* **Listing**:

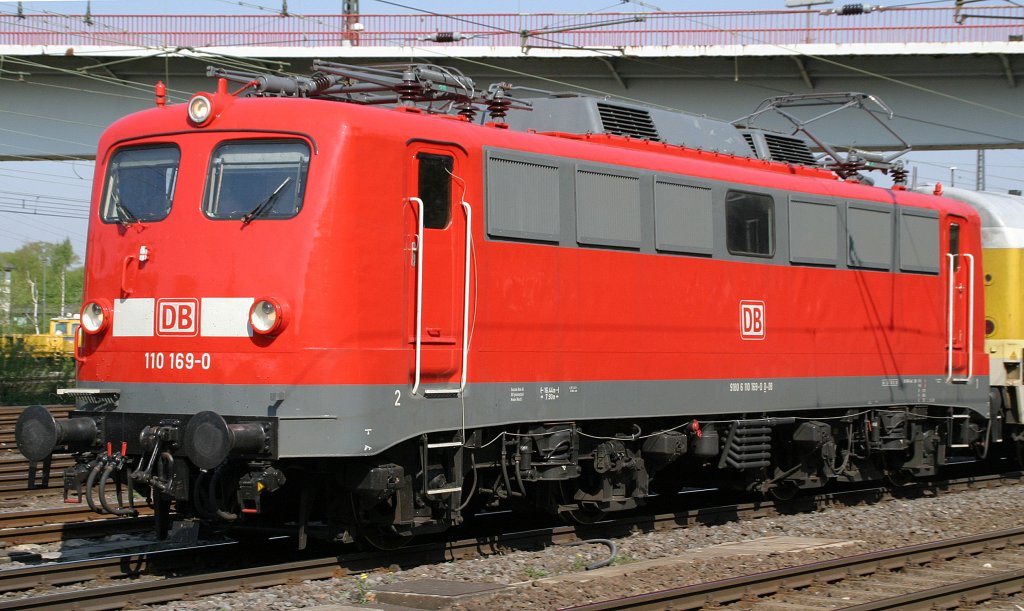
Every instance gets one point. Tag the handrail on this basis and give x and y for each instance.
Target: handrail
(970, 325)
(419, 289)
(465, 299)
(949, 318)
(970, 317)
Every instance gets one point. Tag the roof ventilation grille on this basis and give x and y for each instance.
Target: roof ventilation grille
(624, 121)
(790, 150)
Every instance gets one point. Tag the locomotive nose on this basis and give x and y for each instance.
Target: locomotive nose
(37, 432)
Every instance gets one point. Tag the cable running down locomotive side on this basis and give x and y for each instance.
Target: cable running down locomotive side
(352, 306)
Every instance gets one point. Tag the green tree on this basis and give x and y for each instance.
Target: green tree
(44, 278)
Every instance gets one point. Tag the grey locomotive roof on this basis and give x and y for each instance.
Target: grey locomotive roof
(583, 115)
(1001, 215)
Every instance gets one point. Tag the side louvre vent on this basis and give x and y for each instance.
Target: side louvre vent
(624, 121)
(788, 150)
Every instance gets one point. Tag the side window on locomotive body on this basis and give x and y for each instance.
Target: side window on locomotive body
(750, 224)
(139, 183)
(954, 245)
(256, 179)
(434, 188)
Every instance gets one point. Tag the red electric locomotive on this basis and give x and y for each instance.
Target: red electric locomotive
(343, 304)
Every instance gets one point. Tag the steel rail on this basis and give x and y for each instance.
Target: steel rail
(950, 596)
(263, 576)
(730, 591)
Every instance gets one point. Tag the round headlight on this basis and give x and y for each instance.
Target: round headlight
(94, 317)
(200, 108)
(266, 316)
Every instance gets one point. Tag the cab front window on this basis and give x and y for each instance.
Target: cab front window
(250, 180)
(139, 184)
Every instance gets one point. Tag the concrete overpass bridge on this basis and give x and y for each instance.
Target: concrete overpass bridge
(951, 82)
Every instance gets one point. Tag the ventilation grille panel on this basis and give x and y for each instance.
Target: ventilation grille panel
(624, 121)
(788, 150)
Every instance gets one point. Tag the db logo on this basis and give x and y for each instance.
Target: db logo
(752, 319)
(177, 316)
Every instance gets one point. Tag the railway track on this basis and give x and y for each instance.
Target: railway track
(153, 591)
(842, 582)
(50, 525)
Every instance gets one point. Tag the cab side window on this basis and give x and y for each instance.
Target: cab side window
(750, 222)
(434, 188)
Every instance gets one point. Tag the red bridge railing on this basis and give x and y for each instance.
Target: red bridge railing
(596, 31)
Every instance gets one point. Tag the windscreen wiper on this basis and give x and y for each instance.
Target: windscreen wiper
(125, 216)
(266, 204)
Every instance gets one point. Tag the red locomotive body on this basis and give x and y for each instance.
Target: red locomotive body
(390, 311)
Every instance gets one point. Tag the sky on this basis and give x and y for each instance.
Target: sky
(64, 187)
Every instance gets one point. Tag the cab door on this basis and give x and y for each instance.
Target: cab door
(960, 267)
(438, 226)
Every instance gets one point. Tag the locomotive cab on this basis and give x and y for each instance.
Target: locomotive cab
(365, 319)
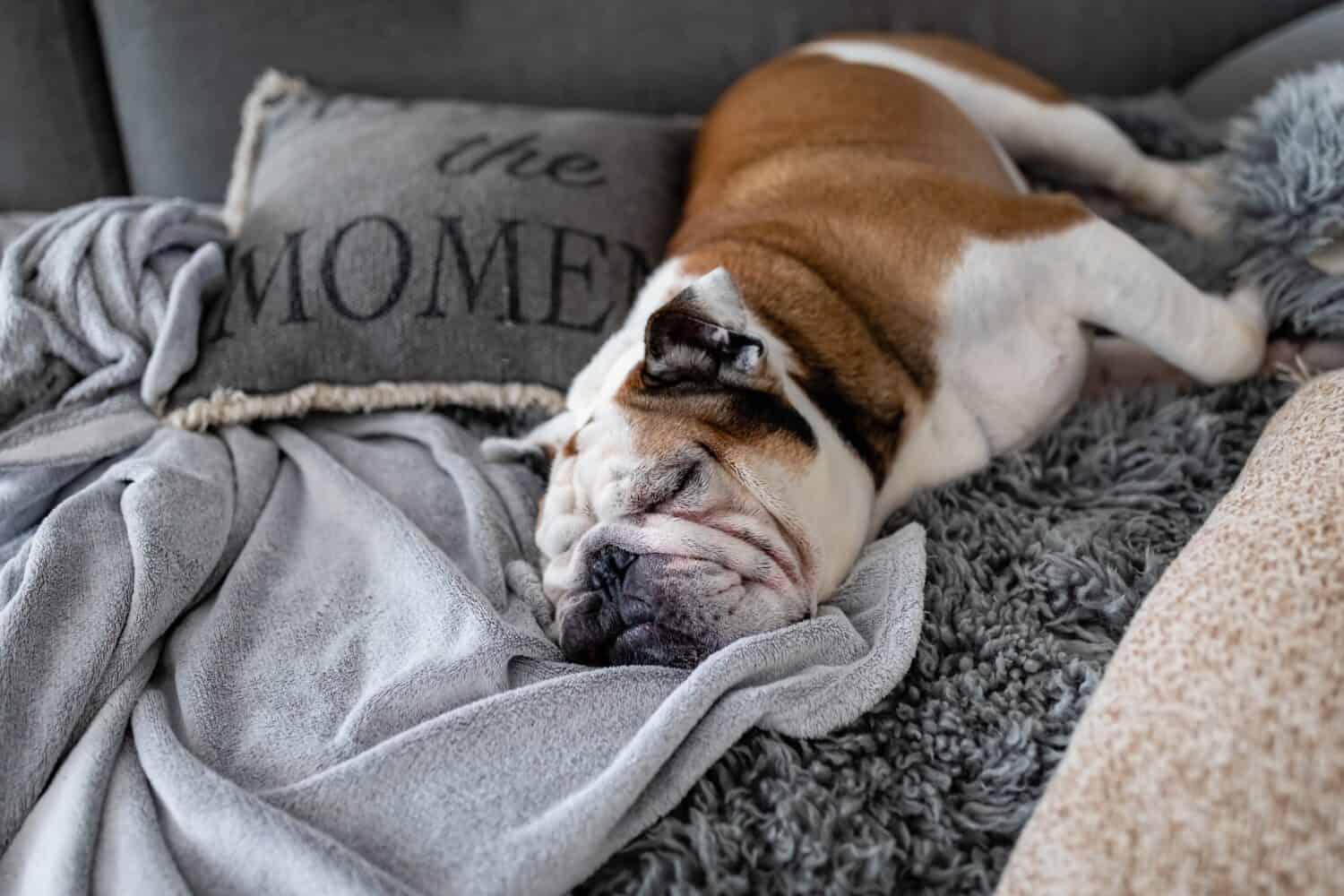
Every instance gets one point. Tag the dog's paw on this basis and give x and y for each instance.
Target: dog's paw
(1191, 199)
(1249, 304)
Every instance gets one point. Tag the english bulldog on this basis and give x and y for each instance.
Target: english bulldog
(862, 300)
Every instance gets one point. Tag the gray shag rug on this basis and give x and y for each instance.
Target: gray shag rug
(1035, 568)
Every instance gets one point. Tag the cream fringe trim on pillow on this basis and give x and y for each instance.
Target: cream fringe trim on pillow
(231, 406)
(271, 88)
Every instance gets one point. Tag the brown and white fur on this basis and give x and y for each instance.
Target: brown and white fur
(862, 301)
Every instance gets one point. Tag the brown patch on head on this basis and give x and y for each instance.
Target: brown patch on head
(730, 422)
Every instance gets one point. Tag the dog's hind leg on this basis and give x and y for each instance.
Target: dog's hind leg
(1037, 123)
(1098, 274)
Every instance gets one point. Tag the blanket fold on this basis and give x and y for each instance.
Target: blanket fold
(312, 656)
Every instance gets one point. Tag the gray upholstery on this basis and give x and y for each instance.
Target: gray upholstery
(179, 69)
(58, 137)
(1228, 86)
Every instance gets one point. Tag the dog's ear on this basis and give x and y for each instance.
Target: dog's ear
(702, 336)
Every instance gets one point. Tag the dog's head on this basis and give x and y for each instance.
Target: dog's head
(701, 498)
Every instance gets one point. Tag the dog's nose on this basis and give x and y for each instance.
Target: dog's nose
(607, 573)
(601, 616)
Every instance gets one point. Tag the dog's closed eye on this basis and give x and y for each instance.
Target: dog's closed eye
(666, 487)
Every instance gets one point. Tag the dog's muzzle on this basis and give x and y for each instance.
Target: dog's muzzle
(623, 618)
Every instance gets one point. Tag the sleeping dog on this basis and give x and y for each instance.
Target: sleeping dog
(862, 301)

* **Exercise directions**:
Locate "Every instance gets one point. Tag the dog's head" in the material, then quote the line that contains it and all lines after it through the final one.

* **The solution**:
Every instance gets one point. Tag the dog's head on this basis and give x and y for each instance.
Target: dog's head
(701, 498)
Every instance gets one point. Tag the dog's nose on this basis and give x and y for each instance.
Target: dog's nose
(607, 573)
(601, 616)
Every instance gets one point. Tag the dog's closed eye on this basis and give x and y for each instance.
Target: dog's closed eye
(666, 487)
Every instance gets one point. Tag the dog's muzzle on this basis and give x and y for each instance.
Target: dog's muzzle
(623, 618)
Every instance gets one point. Tag the sleeping dog on this basis and give x and y for each instance.
Target: sleeping dog
(862, 301)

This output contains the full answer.